• 任务目标:
更新下面所有行，把其中的“photograph”全部换成“image”，其余内容一律不动。

• 数据列表:
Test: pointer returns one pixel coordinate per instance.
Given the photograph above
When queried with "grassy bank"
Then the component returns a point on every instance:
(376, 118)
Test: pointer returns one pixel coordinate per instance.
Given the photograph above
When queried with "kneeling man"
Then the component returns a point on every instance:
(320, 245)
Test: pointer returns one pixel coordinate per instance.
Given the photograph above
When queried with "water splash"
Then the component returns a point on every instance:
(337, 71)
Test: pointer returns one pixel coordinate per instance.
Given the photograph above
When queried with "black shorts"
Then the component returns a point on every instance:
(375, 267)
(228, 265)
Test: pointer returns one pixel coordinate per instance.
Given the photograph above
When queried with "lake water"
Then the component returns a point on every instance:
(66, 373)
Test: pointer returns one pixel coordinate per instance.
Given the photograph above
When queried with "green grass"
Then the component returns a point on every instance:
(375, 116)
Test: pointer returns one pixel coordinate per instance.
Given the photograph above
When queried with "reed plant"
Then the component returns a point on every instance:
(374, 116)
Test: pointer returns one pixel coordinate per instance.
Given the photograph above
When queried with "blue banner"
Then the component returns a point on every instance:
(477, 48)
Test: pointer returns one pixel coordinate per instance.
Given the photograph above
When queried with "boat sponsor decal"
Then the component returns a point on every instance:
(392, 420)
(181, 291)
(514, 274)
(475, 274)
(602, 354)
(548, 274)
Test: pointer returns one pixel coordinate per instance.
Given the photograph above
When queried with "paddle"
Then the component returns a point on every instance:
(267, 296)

• 书面回答:
Test: pointer returns one pixel coordinate per instance.
Given the image above
When queried with "grassy bank"
Then the component returns a point on every instance:
(376, 118)
Test: pointer returns one pixel coordinate per instance.
Given the image above
When queried with "kneeling man"
Then the component returns a point on every instance:
(320, 245)
Test: pointer returns one pixel coordinate per instance.
Given the image above
When queried with "water splash"
Then the component returns a point on every instance:
(337, 71)
Test: pointer returns one pixel coordinate per instance.
Given the image above
When queried with "black shorts"
Then the component returns a point on every instance:
(375, 267)
(228, 265)
Test: pointer returns one pixel coordinate per instance.
Given the image above
When queried with "lake water"
Then the component returns a point on every instance:
(66, 373)
Test: pointer returns one pixel coordinate per instance.
Given the image above
When queried with "green grass"
Then the component returns a point on every instance:
(375, 116)
Test: pointer returns one pixel coordinate per instance.
Given the image above
When queried with "reed plant"
Then the component returns a point on every instance:
(374, 116)
Test: pointer returns one pixel coordinate per instance.
Given the image above
When queried with "blue banner"
Then the component returns a point on every instance:
(477, 48)
Test: pointer returns one pixel coordinate per instance.
Given the image above
When queried with "boat sponsor decal"
Then the component returns a point on every instance:
(392, 420)
(181, 291)
(514, 274)
(475, 274)
(602, 354)
(548, 274)
Test: pointer returns one pixel coordinate per instance.
Given the image above
When queried with "paddle"
Then the component returns a point on every instance:
(267, 296)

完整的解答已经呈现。